(Text section begins)

Also, note how the filename already has “decorated” in it? That’s because the file already includes a @qpcr
decorator column specifying which assays are “assays-of-interest” and which ones are normalisers.
Like this we can read the file and immediately pass it on to our analysis.
[11]:
assays, normalisers = reader.read(
filename = file,
# specify the big table
big_table = True,
# specify that the data is decorated
decorator = True,
# specify the kind of big table
kind = "vertical",
# specify which columns store
# the relevant data
assay_col = "Assay",
id_col = "Name",
ct_col = "Ct"
)
# which yields
print( assays, normalisers )
[Assay(id='HNRNPL nmd', eff=1.0, n=24), Assay(id='HNRNPL prot', eff=1.0, n=24)] [Assay(id='28S', eff=1.0, n=24)]
Of course, we can, again, also use the BigTableReader
directly.
[15]:
reader = BigTableReader()
# read the file
assays, normalisers = reader.pipe(
filename = file,
# specify that the data is decorated
decorator = True,
# specify the kind of big table
kind = "vertical",
# specify which columns store
# the relevant data
assay_col = "Assay",
id_col = "Name",
ct_col = "Ct"
)
2 Reading a “horizontal” Big Table File
Reading a “horizontal” big table file is actually much more tricky than it’s vertical counterpart. Why’s that? Well, because in “horizontal” big table files the replicates are aligned in columns next to each other, and they usually have different column headers as well. That means we can no longer rely on a single column or even a specific regex
pattern to extract our values. Instead we need to rely on qpcr decorators
to help guide the parsing algorithm. To this end, we have the
@qpcr:group
decorator, which has to be placed in the cell immediately above the first replicate column of each group. Sounds too abstract? Check out the the Getting Started
notebook again and look at the example there (it’s actually not complicated at all).
2.1 - Using the BigTableReader
We will actually now read a datafile that is not one of our normal example files. It’s a file from Yang et al. (2018) who analysed the expression of micro-RNAs (miRNAs) in alvular interstitial cells of dogs suffering from Canine myxomatous mitral valve disease. The architecture of the datafile they uploaded to Zenodo is a “horizontal” big table containing assays of miRNAs on separate rows and replicate Ct values from “normal” (healthy), “mildly” ill, or “severely” ill dogs as three replicate groups of five replicates each.

(Text section ends)

# To do
**1.** In the text on reading big table files, where must the @qpcr:group decorator be placed?
**2.** Retype the part of the text on reading big table files starting with "Also, note how" and going on through "ones are normalisers.".
None of the entries is needed for these tasks.

(Entries shown begins)

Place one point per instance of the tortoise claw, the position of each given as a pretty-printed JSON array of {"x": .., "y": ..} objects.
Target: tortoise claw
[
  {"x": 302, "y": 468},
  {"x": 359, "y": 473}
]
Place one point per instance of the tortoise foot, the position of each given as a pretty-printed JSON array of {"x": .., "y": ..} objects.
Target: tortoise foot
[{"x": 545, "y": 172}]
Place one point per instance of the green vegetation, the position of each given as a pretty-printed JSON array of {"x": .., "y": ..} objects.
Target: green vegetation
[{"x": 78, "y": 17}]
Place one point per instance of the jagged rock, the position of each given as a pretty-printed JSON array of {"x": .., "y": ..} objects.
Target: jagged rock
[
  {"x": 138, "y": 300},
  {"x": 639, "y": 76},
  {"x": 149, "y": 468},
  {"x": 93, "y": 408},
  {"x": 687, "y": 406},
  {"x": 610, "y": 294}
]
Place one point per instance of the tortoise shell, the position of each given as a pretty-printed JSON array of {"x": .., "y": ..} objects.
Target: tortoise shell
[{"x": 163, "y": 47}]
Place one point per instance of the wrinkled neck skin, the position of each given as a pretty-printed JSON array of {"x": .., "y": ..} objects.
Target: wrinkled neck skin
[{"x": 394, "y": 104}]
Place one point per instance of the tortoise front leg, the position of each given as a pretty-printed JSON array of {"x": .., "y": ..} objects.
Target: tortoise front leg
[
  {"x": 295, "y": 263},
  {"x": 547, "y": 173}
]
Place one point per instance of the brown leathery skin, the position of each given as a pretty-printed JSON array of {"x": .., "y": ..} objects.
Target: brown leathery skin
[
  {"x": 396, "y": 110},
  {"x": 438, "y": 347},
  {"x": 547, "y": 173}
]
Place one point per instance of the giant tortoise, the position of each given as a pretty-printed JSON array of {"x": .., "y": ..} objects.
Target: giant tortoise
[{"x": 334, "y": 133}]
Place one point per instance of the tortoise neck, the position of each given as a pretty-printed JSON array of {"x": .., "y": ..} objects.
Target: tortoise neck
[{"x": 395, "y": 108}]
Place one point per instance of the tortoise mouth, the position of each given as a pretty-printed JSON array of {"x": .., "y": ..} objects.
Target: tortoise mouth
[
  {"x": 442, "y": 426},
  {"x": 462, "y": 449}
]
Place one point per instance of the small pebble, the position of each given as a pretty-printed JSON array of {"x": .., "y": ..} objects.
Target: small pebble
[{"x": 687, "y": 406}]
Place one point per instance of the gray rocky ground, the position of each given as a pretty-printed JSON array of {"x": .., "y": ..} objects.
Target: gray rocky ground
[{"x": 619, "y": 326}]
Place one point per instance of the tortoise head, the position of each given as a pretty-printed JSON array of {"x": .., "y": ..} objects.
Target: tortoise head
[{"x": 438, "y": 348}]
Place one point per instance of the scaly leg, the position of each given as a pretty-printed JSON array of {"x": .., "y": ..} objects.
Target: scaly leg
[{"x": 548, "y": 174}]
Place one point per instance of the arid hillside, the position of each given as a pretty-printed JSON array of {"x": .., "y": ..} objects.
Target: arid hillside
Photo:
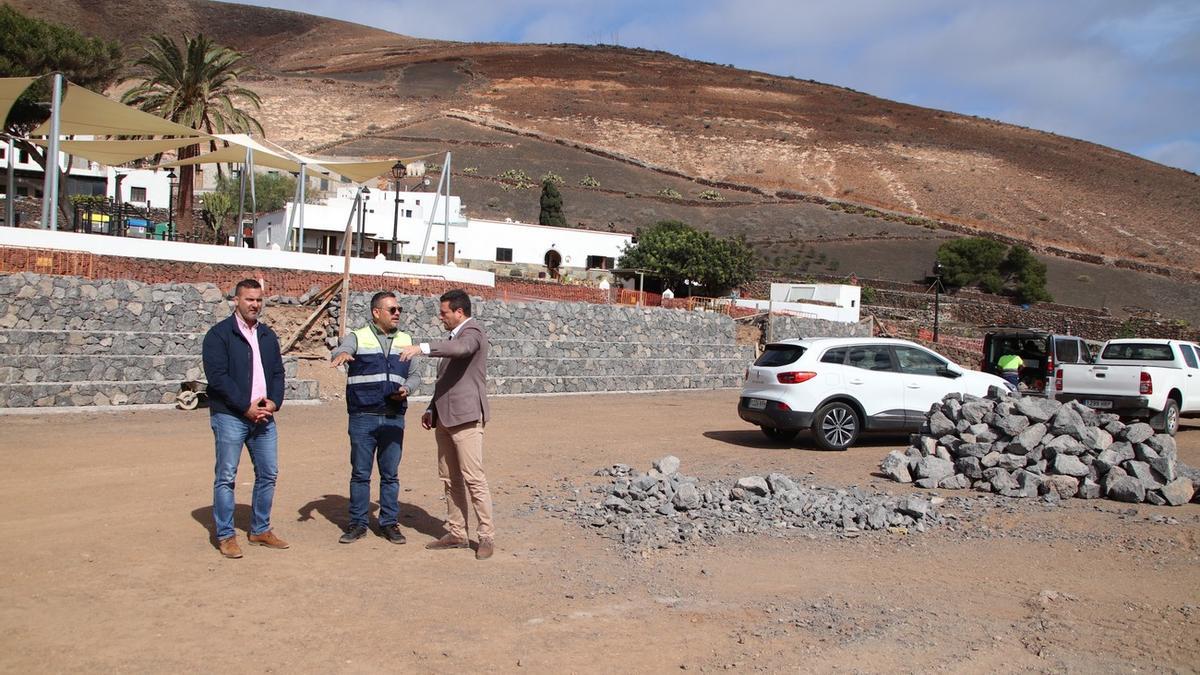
[{"x": 773, "y": 148}]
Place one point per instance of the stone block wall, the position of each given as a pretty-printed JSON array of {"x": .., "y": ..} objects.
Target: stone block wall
[
  {"x": 567, "y": 347},
  {"x": 70, "y": 341}
]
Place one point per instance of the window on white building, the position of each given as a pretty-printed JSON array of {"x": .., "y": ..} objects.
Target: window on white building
[{"x": 328, "y": 245}]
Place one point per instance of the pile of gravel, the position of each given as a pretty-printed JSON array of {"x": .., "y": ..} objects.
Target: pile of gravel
[
  {"x": 664, "y": 507},
  {"x": 1026, "y": 446}
]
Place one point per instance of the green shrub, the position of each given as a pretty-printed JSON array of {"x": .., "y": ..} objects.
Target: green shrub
[{"x": 516, "y": 179}]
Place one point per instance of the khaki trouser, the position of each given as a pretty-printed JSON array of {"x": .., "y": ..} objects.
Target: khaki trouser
[{"x": 461, "y": 469}]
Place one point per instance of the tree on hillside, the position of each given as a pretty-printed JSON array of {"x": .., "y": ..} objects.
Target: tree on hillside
[
  {"x": 676, "y": 252},
  {"x": 551, "y": 205},
  {"x": 33, "y": 48},
  {"x": 993, "y": 267},
  {"x": 1027, "y": 275},
  {"x": 198, "y": 87}
]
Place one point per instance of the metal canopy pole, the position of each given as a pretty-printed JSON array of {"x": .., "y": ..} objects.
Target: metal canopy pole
[
  {"x": 304, "y": 185},
  {"x": 51, "y": 183},
  {"x": 346, "y": 269},
  {"x": 433, "y": 210},
  {"x": 241, "y": 198},
  {"x": 9, "y": 204},
  {"x": 445, "y": 249}
]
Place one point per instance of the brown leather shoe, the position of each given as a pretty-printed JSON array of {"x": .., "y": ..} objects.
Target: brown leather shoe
[
  {"x": 268, "y": 539},
  {"x": 447, "y": 542},
  {"x": 229, "y": 547},
  {"x": 486, "y": 548}
]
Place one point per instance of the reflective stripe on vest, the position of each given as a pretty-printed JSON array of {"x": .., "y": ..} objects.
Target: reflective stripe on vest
[
  {"x": 373, "y": 376},
  {"x": 1011, "y": 362}
]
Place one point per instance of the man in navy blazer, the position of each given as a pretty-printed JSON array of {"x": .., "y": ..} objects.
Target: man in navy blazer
[{"x": 245, "y": 372}]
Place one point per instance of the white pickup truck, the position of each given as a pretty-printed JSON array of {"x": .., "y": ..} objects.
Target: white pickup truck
[{"x": 1138, "y": 378}]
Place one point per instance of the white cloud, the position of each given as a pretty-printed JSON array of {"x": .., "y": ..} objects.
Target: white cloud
[{"x": 1180, "y": 154}]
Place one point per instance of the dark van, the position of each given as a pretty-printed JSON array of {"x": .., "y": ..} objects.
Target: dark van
[{"x": 1039, "y": 350}]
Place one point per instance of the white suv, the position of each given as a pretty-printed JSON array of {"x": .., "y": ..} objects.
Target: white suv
[{"x": 839, "y": 387}]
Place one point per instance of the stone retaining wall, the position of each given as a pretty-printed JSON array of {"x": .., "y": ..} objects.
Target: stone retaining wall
[
  {"x": 124, "y": 341},
  {"x": 569, "y": 347},
  {"x": 70, "y": 341}
]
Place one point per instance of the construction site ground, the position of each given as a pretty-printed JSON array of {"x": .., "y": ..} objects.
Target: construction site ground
[{"x": 109, "y": 561}]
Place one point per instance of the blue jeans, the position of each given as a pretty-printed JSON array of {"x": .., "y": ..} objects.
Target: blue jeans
[
  {"x": 376, "y": 438},
  {"x": 262, "y": 440}
]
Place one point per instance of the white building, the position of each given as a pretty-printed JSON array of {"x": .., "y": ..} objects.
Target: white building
[
  {"x": 831, "y": 302},
  {"x": 486, "y": 244},
  {"x": 139, "y": 187}
]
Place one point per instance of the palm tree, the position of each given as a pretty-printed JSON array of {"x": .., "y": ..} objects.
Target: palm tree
[{"x": 196, "y": 87}]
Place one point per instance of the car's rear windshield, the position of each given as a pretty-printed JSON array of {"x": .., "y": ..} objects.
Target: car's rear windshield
[
  {"x": 780, "y": 354},
  {"x": 1138, "y": 352}
]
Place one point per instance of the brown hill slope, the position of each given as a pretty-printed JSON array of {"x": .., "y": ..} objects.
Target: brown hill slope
[{"x": 352, "y": 89}]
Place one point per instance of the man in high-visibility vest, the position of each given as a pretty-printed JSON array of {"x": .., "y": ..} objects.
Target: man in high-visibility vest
[
  {"x": 1011, "y": 369},
  {"x": 377, "y": 388}
]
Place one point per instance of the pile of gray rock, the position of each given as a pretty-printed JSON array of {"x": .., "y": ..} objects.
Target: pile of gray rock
[
  {"x": 1027, "y": 446},
  {"x": 663, "y": 507}
]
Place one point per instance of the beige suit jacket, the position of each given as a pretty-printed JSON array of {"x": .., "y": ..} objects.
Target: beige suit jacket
[{"x": 461, "y": 392}]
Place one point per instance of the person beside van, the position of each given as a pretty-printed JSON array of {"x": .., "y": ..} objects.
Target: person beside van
[{"x": 1011, "y": 369}]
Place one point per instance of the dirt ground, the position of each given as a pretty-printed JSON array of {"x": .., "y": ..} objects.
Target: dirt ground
[{"x": 109, "y": 563}]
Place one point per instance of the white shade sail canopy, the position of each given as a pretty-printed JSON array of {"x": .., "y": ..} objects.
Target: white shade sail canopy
[
  {"x": 89, "y": 113},
  {"x": 115, "y": 153},
  {"x": 11, "y": 88}
]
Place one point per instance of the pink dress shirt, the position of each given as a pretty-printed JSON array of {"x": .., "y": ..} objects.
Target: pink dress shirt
[{"x": 258, "y": 380}]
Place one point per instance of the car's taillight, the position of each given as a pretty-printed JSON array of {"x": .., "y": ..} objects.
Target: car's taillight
[{"x": 795, "y": 377}]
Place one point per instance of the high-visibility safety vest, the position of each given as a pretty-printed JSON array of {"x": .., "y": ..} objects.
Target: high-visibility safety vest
[
  {"x": 1011, "y": 362},
  {"x": 373, "y": 376}
]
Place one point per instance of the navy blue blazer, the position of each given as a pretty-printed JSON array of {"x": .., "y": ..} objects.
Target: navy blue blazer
[{"x": 229, "y": 370}]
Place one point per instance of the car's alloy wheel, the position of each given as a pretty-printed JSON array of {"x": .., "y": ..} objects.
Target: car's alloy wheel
[
  {"x": 837, "y": 426},
  {"x": 1170, "y": 417}
]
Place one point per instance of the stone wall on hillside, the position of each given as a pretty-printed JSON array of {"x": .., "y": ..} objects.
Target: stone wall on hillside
[
  {"x": 277, "y": 281},
  {"x": 70, "y": 341},
  {"x": 568, "y": 347},
  {"x": 125, "y": 341},
  {"x": 1091, "y": 326}
]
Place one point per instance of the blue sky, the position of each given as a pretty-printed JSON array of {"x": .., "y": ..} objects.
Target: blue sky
[{"x": 1117, "y": 72}]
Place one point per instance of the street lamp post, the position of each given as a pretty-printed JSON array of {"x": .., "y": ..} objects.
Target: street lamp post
[
  {"x": 397, "y": 172},
  {"x": 171, "y": 204},
  {"x": 363, "y": 219},
  {"x": 937, "y": 293}
]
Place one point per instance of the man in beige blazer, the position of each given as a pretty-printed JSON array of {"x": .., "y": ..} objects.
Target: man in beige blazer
[{"x": 459, "y": 413}]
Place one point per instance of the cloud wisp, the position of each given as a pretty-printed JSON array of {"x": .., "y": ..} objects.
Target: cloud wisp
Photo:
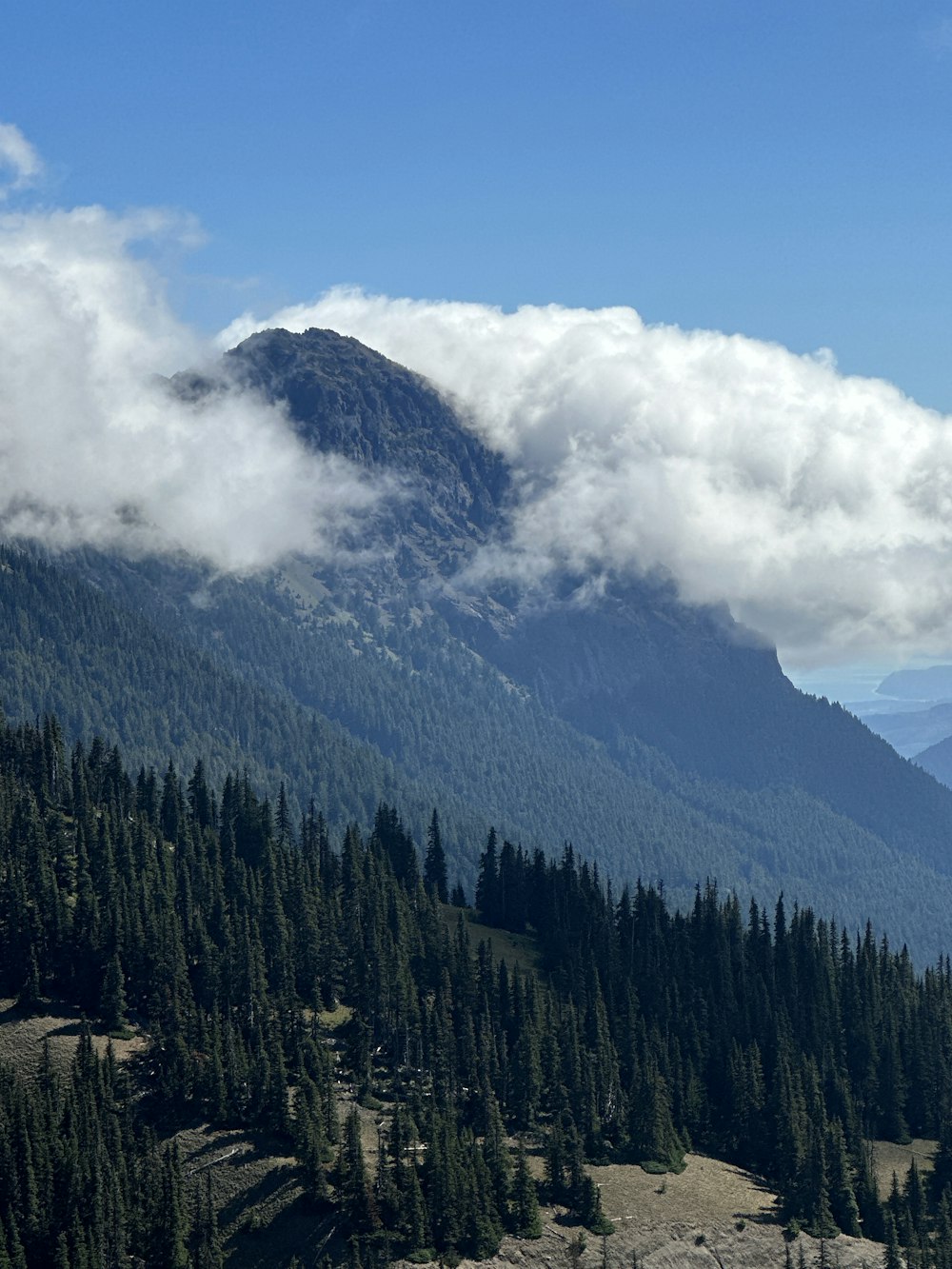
[
  {"x": 95, "y": 449},
  {"x": 818, "y": 506},
  {"x": 19, "y": 163}
]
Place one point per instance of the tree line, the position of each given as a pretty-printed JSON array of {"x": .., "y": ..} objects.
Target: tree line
[{"x": 224, "y": 930}]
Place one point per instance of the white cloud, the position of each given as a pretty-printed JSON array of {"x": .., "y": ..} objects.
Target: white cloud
[
  {"x": 94, "y": 449},
  {"x": 819, "y": 506},
  {"x": 19, "y": 161}
]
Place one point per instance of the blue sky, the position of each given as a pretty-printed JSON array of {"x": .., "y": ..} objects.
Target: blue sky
[
  {"x": 771, "y": 170},
  {"x": 775, "y": 169}
]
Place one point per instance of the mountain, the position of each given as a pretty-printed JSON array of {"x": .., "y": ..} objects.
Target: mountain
[{"x": 661, "y": 739}]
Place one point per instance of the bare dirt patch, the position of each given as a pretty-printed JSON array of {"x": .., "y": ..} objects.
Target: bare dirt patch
[{"x": 22, "y": 1037}]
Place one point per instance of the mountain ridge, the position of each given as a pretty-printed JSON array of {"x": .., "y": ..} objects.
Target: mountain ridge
[{"x": 661, "y": 738}]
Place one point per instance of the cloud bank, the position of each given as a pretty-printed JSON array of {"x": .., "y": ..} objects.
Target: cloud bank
[
  {"x": 818, "y": 506},
  {"x": 94, "y": 449}
]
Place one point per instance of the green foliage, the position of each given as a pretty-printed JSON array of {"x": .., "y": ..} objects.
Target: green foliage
[{"x": 640, "y": 1028}]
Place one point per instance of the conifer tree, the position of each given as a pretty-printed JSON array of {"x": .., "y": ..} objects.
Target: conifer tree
[{"x": 434, "y": 871}]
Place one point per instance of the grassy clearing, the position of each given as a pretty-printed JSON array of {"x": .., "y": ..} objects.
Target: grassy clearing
[
  {"x": 889, "y": 1158},
  {"x": 516, "y": 949}
]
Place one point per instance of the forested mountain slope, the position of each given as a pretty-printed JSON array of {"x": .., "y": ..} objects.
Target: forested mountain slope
[
  {"x": 231, "y": 941},
  {"x": 661, "y": 739}
]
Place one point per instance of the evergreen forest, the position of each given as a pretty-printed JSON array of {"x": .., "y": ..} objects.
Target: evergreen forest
[{"x": 224, "y": 928}]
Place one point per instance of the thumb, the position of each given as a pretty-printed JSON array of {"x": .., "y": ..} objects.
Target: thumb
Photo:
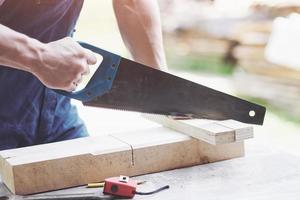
[{"x": 90, "y": 57}]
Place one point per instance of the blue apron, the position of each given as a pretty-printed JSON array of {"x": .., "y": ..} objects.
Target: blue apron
[{"x": 30, "y": 113}]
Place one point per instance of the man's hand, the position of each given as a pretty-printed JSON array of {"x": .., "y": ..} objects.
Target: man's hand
[
  {"x": 58, "y": 65},
  {"x": 63, "y": 63}
]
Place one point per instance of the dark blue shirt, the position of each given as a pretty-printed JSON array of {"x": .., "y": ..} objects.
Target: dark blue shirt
[{"x": 30, "y": 113}]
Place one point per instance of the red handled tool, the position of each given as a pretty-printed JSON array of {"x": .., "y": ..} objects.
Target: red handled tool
[{"x": 124, "y": 187}]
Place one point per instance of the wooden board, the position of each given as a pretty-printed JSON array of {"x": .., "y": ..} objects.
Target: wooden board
[
  {"x": 76, "y": 162},
  {"x": 213, "y": 132}
]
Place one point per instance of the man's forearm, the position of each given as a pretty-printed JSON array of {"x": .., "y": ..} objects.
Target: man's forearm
[
  {"x": 140, "y": 27},
  {"x": 59, "y": 64},
  {"x": 17, "y": 50}
]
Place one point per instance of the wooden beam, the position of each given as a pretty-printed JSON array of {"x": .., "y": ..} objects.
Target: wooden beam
[
  {"x": 76, "y": 162},
  {"x": 213, "y": 132}
]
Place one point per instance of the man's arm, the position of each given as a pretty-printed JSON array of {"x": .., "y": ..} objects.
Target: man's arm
[
  {"x": 58, "y": 65},
  {"x": 140, "y": 27}
]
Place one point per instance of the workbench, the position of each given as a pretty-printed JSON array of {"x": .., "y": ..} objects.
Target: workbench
[{"x": 264, "y": 173}]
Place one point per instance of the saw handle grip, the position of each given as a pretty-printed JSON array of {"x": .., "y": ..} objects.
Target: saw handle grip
[{"x": 101, "y": 81}]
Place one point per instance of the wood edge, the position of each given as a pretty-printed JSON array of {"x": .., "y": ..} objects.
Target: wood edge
[
  {"x": 181, "y": 127},
  {"x": 8, "y": 176}
]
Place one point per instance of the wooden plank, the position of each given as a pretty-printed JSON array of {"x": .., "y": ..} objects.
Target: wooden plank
[
  {"x": 213, "y": 132},
  {"x": 77, "y": 162},
  {"x": 64, "y": 164}
]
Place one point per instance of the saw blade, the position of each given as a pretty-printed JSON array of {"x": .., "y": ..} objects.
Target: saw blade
[{"x": 140, "y": 88}]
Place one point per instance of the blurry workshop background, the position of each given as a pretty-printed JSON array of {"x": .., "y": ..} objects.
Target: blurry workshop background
[{"x": 246, "y": 48}]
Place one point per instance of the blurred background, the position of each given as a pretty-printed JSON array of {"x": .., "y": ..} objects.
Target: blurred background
[{"x": 246, "y": 48}]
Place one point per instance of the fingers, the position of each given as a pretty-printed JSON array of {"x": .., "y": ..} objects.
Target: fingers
[{"x": 91, "y": 58}]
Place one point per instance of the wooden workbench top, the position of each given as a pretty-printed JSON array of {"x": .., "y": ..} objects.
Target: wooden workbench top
[{"x": 264, "y": 173}]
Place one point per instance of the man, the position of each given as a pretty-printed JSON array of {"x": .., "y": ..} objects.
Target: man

(Entries shown ends)

# Exercise responses
**1.** In the cell immediately above the first replicate column of each group.

**2.**
Also, note how the filename already has “decorated” in it? That’s because the file already includes a @qpcr
decorator column specifying which assays are “assays-of-interest” and which ones are normalisers.